INSTRUÇÃO A: No texto sobre a decisão do STF, qual ministro foi o relator da ADI nº 4.277-DF?
INSTRUÇÃO B: Continue o texto sobre a decisão do STF logo depois da última frase.

TEXTO DO DOCUMENTO:

O silêncio do legislativo e os avanços do judiciário


Acordaram os ministros do STF, nos autos da ADI nº 4.277-DF relatada pelo Ministro Ayres Britto prevento por já ser relator da ADPF nº 132-RJ (conhecida como ADI pelo plenário) que versava sobre tema similar, pela aplicação da técnica da interpretação conforme a Constituição ao artigo nº 1.723 do Código Civil para estender à união estável homoafetiva as mesmas regras e efeitos da heteroafetiva. Em decisão inédita, lastreando-se nos princípios constitucionais da igualdade, liberdade, dignidade da pessoa humana, segurança jurídica e da razoabilidade, os ministros unanimemente supriram a omissão do direito positivo pátrio para estender às uniões de pessoas do mesmo gênero as mesmas consequências jurídicas da união de pessoas de gênero diverso.
A questão é fulcral no mundo moderno, a decisão precisa e coerente com os princípios do direito, impacta diretamente em questões patrimoniais e obrigacionais, garantindo a plenitude do direito e a segurança jurídica às relações que foram deixadas à margem da lei. Entretanto, para garantir a justiça, o guardião da constituição afastou a interpretação literal de um dispositivo da Carta para extrair dos princípios gerais nela implícitos, margem para conferir-lhe entendimento diverso. E a partir desse entendimento, lastreado mais sobre a razoabilidade e no autorreferenciamento, o Pretório Excelso – a título de afastar uma interpretação desconforme à Carta da República – acresceu à lei sentido que dela não era possível inferir ou pior, que à sua literalidade era contrário. O STF teve a coragem que os outros poderes, sagrados pelo voto popular, não tiveram, mas para tanto legislou.
O fim é nobre. A decisão urgia. Quem competia dispor, acovardou-se. O judiciário – ouvindo o tempo – antecipou-se à lei. Mas e quando – antecipando-se também à lei – decidir por restringir direitos ou respaldar sua restrição em lugar de ampliá-los?

DADOS FORNECIDOS:

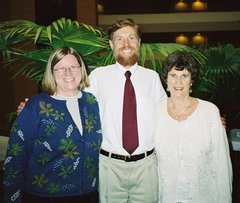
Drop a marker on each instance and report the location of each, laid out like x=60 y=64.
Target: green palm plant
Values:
x=26 y=46
x=220 y=80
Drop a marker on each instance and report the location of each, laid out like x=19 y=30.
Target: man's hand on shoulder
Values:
x=21 y=105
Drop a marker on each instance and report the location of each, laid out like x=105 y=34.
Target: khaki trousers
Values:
x=128 y=182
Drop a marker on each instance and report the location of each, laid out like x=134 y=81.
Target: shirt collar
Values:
x=132 y=69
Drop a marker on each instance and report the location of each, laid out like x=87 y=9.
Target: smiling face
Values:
x=125 y=44
x=68 y=80
x=179 y=82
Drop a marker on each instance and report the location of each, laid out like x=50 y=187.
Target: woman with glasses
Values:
x=53 y=149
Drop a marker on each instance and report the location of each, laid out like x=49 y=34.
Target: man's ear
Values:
x=111 y=44
x=139 y=42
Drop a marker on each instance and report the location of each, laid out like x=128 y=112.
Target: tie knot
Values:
x=127 y=74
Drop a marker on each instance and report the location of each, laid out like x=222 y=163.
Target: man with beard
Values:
x=126 y=176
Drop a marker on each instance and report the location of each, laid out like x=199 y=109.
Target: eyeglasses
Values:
x=64 y=69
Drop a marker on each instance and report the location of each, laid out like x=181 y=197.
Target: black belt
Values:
x=127 y=158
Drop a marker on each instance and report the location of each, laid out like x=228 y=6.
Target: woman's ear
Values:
x=111 y=44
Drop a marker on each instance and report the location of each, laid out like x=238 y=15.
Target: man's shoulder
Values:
x=147 y=71
x=103 y=69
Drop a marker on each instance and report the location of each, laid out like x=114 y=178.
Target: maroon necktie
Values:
x=129 y=118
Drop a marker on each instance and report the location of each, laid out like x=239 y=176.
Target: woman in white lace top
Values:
x=191 y=144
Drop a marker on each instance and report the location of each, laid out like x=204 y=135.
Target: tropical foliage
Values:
x=220 y=81
x=26 y=46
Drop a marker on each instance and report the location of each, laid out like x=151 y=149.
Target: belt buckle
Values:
x=127 y=158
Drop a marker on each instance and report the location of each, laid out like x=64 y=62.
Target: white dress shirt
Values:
x=107 y=85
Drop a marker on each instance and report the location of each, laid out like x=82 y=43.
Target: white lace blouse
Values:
x=193 y=157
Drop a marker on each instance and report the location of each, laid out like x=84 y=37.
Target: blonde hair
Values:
x=48 y=83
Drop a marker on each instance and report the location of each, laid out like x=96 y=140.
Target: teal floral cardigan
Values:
x=47 y=155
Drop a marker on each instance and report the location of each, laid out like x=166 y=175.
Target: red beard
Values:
x=128 y=61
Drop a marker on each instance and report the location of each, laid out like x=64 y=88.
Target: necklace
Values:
x=179 y=114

RESPOSTA A: O Ministro Ayres Britto.

RESPOSTA B:
Garapon possibilita uma leitura crítica da questão. Dentro da democracia liberal, o indivíduo dotado de autonomia e da energia inerente à liberdade (que é a nota marcante da modernidade), assiste a desidratação paulatina dos grupos representativos e dos magistrados naturais que geriam os embates sociais. Esse mesmo indivíduo projeta no judiciário a possibilidade de tutelar suas demandas. O direito deixa então sua função de arbitrar conflitos para tutelar os direitos desse indivíduo (e de grupos sem representatividade expressiva em órgãos majoritários) que passa a mover o judiciário para realizar seus direitos. Uma modificação drástica do próprio ofício do jurista, porque exige agora além do conhecimento da lei (e nesse caso, da literalidade da Constituição), um conhecimento orgânico da realidade e das políticas públicas e as falhas de sua ação que deixam ao desabrigo as demandas específicas desses grupos.
Maus complementa, ressaltando o perigo de conferir ao judiciário semelhante amplitude de campo de ação, posto que “[q]uando a Justiça ascende ela própria à condição de mais alta instância moral da sociedade, passa a escapar de qualquer mecanismo de controle social — controle ao qual normalmente se deve subordinar toda instituição do Estado em uma forma de organização política democrática.” (p. 187)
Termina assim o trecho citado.